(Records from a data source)
<<<<

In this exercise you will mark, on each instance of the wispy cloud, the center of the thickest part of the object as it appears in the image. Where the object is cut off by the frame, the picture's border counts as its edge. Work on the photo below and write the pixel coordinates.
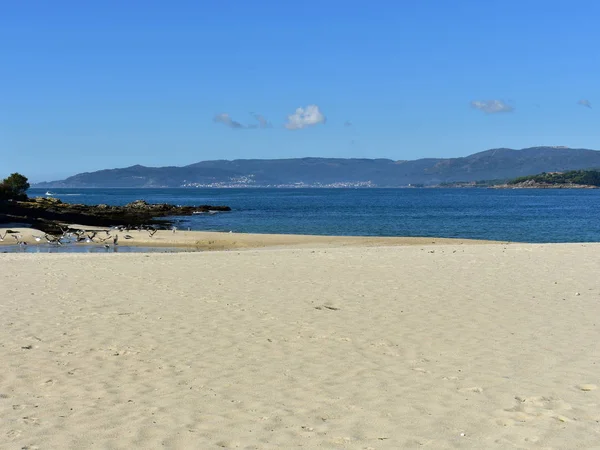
(305, 117)
(226, 120)
(585, 103)
(262, 122)
(491, 106)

>>>>

**Problem requirements**
Can you put all of the material above into a two-column CSV with the headers "prompt" and "points", giving each text its own row with its answer beside it? Quote every field, replace line breaks with spaces, and leave out the pictures.

**Written solution**
prompt,points
"In this exercise you will mark, on each instance of the wispy cloud, the center of the thickest part of the object as it appears in the image. Where the object is cut off by the frame, the picture's border counts as its edge. Work on the photo below and write the pixel coordinates.","(305, 117) (226, 120) (585, 103) (262, 122) (491, 106)"